● **YOUR GOAL**: Retype precisely the section of the data that starts at the line containing "[locate] corn cob" and runs to its final line, ends included.

(Items from a data source)
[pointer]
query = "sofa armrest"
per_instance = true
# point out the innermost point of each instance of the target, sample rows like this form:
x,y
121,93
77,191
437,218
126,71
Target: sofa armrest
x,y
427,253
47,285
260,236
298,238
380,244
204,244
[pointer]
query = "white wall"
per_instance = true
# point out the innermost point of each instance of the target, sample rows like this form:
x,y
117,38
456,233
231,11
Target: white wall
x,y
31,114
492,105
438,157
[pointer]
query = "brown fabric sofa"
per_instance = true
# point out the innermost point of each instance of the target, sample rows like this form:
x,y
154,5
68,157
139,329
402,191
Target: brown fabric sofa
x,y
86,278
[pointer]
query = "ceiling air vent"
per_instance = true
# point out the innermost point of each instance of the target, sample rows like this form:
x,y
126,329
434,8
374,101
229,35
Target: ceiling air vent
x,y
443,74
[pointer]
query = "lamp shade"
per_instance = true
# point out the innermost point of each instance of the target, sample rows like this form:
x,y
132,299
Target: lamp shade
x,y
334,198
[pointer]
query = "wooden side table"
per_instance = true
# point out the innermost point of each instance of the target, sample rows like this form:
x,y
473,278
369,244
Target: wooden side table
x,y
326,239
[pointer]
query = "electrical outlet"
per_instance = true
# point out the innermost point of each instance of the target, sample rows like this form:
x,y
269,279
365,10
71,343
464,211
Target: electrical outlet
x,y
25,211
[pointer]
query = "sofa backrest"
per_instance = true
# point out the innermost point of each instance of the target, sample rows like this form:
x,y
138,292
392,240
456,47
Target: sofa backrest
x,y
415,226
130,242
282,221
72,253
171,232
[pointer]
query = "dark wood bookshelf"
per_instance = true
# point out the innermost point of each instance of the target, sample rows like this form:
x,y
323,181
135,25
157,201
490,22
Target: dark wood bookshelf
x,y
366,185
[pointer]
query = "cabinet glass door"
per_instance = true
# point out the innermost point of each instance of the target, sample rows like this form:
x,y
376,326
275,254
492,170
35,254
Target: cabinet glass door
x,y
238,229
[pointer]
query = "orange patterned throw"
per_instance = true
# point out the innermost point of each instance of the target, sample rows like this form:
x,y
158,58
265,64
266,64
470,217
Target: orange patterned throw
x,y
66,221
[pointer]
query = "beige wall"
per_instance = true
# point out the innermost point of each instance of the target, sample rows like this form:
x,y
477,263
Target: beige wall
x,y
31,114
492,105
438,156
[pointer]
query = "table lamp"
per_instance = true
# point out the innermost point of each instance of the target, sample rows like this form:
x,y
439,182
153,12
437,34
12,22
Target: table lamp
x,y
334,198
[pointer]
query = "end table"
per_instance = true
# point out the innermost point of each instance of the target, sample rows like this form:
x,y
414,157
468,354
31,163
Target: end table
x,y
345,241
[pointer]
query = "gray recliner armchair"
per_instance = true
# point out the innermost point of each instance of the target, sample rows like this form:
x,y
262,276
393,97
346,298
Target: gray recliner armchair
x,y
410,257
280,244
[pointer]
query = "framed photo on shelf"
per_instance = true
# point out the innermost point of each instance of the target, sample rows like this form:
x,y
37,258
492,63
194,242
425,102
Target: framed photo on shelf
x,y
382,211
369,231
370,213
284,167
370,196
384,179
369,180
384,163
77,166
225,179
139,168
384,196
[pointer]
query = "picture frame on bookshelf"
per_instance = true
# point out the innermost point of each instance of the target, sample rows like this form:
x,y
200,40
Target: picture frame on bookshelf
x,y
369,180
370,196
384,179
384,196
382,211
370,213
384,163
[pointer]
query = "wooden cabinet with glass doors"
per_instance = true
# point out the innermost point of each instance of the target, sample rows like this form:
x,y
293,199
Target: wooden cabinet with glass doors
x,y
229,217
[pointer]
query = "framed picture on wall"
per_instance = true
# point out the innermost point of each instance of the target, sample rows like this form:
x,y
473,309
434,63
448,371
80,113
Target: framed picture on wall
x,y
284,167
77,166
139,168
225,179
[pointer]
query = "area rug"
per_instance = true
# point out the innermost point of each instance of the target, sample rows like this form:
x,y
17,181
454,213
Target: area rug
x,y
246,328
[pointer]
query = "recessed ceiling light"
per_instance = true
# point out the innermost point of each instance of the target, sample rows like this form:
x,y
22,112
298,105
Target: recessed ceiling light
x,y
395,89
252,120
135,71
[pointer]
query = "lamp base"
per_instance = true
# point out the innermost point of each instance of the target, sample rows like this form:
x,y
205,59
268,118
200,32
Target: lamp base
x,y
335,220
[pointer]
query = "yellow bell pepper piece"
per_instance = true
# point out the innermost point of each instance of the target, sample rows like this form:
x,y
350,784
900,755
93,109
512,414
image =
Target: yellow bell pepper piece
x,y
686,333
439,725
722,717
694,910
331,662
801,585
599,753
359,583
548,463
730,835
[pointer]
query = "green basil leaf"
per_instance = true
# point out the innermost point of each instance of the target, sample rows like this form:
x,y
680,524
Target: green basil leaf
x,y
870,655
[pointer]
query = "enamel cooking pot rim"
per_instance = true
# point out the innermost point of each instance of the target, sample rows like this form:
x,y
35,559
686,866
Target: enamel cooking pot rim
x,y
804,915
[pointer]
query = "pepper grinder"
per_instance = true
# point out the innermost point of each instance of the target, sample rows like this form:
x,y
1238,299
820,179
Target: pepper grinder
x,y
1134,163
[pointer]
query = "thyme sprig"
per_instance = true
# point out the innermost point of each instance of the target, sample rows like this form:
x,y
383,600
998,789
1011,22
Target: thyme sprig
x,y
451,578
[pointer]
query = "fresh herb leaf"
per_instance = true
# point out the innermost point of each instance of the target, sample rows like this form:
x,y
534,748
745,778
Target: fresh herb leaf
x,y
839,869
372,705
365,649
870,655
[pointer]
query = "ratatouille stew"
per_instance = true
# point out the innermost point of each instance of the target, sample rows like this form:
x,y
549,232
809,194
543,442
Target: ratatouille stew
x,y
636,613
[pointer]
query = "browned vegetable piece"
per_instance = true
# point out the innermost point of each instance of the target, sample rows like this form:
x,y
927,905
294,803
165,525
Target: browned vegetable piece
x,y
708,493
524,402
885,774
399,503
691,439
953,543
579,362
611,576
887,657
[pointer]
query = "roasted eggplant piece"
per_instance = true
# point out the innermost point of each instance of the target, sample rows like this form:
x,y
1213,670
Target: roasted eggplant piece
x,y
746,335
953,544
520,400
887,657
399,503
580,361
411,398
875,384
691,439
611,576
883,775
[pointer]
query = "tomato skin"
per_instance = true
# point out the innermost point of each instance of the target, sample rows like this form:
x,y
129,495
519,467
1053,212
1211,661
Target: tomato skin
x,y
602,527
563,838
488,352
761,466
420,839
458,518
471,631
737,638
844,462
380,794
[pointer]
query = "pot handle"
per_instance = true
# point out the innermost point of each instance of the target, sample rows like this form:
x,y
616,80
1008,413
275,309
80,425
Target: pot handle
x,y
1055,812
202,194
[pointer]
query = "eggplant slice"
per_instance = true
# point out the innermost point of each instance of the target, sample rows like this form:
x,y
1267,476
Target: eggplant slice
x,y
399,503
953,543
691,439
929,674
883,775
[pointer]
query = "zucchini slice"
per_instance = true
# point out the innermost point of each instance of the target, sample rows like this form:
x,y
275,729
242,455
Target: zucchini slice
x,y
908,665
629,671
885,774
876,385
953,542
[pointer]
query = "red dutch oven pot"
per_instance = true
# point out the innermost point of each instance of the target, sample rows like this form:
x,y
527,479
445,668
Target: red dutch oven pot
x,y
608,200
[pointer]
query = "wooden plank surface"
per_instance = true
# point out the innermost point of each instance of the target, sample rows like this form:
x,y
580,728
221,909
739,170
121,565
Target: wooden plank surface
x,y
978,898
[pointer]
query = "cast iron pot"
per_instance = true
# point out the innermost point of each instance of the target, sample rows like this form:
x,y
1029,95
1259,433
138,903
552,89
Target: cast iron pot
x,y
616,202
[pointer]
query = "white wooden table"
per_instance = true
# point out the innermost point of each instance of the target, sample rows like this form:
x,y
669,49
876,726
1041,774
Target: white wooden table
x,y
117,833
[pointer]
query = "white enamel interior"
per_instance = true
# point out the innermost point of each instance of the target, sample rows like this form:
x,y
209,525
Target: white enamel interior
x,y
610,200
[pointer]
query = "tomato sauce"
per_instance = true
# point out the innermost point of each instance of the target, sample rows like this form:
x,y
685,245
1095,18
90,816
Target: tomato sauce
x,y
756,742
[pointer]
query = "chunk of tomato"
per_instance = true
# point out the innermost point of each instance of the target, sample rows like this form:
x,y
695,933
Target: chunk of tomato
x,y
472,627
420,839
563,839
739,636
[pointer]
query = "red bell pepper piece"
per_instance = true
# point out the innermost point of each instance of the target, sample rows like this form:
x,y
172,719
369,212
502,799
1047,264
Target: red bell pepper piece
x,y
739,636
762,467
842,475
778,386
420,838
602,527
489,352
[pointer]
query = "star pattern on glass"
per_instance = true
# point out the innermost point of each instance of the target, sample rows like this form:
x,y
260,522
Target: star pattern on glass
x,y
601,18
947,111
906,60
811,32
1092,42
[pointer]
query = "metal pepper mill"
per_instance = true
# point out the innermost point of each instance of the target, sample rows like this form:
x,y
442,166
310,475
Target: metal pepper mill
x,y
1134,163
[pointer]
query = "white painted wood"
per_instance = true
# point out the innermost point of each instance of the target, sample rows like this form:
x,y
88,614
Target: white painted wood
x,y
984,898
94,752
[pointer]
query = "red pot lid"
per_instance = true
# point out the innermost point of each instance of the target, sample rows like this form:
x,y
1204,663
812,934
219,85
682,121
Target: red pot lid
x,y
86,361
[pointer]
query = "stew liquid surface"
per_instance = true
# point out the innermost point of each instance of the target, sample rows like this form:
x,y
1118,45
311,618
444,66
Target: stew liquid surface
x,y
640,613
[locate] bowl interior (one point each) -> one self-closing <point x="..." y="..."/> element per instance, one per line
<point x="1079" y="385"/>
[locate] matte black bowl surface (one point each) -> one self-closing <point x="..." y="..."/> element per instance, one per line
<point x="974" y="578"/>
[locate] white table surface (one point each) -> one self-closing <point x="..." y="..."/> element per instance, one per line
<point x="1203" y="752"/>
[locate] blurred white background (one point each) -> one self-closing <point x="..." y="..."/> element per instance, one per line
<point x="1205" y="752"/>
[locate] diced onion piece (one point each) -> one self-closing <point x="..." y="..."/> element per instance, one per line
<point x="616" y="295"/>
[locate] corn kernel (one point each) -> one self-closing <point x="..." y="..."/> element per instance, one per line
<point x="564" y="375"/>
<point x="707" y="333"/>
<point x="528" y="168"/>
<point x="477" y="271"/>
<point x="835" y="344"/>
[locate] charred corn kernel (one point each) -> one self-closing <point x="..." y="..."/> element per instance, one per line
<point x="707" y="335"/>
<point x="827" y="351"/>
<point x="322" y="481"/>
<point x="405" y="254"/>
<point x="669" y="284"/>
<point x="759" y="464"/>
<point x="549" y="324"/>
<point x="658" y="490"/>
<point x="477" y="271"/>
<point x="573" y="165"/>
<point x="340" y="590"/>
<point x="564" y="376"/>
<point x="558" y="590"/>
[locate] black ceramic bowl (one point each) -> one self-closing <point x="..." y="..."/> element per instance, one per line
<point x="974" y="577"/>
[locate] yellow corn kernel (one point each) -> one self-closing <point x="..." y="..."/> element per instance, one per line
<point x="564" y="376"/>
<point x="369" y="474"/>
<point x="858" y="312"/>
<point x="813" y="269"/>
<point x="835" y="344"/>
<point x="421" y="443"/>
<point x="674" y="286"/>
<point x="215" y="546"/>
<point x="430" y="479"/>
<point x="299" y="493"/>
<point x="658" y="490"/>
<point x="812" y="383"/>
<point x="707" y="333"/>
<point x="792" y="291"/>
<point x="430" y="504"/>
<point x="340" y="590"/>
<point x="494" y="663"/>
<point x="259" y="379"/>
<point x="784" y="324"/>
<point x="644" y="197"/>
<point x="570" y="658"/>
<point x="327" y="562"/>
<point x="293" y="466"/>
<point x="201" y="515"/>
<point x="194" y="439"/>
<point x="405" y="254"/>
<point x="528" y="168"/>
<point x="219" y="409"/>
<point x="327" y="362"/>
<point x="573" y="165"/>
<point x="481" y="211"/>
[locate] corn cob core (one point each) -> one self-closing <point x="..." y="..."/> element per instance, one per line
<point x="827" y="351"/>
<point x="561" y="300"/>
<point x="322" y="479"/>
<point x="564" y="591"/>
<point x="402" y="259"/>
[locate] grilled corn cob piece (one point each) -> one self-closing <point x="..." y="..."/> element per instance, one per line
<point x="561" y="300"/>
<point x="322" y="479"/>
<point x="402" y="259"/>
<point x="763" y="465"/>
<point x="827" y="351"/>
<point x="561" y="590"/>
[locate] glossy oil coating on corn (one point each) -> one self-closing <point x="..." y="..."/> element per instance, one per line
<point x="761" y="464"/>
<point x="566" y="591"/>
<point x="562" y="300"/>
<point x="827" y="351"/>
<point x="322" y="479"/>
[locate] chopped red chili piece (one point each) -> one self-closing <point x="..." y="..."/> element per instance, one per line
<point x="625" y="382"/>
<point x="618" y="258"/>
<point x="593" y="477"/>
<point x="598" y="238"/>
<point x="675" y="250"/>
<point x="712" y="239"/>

● **SOLUTION TO THE EXERCISE**:
[locate] corn cob core (one point each) -> one self-closing <point x="..." y="..."/> element per instance, one per line
<point x="827" y="351"/>
<point x="561" y="300"/>
<point x="322" y="479"/>
<point x="564" y="591"/>
<point x="402" y="259"/>
[locate] grilled corn cob piece (one point each) -> one self-closing <point x="..." y="..."/> element per instance, one per line
<point x="561" y="300"/>
<point x="322" y="479"/>
<point x="402" y="259"/>
<point x="763" y="465"/>
<point x="827" y="351"/>
<point x="561" y="590"/>
[locate] glossy oil coating on corn (one point each) -> one self-closing <point x="..." y="..."/> element per instance, one per line
<point x="761" y="464"/>
<point x="566" y="591"/>
<point x="562" y="300"/>
<point x="827" y="351"/>
<point x="322" y="479"/>
[locate] chopped red chili piece (one point each) -> one self-closing <point x="..." y="..."/> element per instance, one per line
<point x="625" y="382"/>
<point x="618" y="258"/>
<point x="593" y="477"/>
<point x="598" y="238"/>
<point x="675" y="250"/>
<point x="712" y="239"/>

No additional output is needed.